Aim of the task: Copy each row below word for word.

* Start Dataset excerpts *

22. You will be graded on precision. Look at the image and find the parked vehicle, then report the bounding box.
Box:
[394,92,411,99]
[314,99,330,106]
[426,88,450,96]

* End Dataset excerpts *

Answer for the task:
22. You will be graded on precision. Look at the image and find the parked vehicle, then report the bounding box.
Box:
[394,92,411,99]
[314,99,330,106]
[426,88,450,96]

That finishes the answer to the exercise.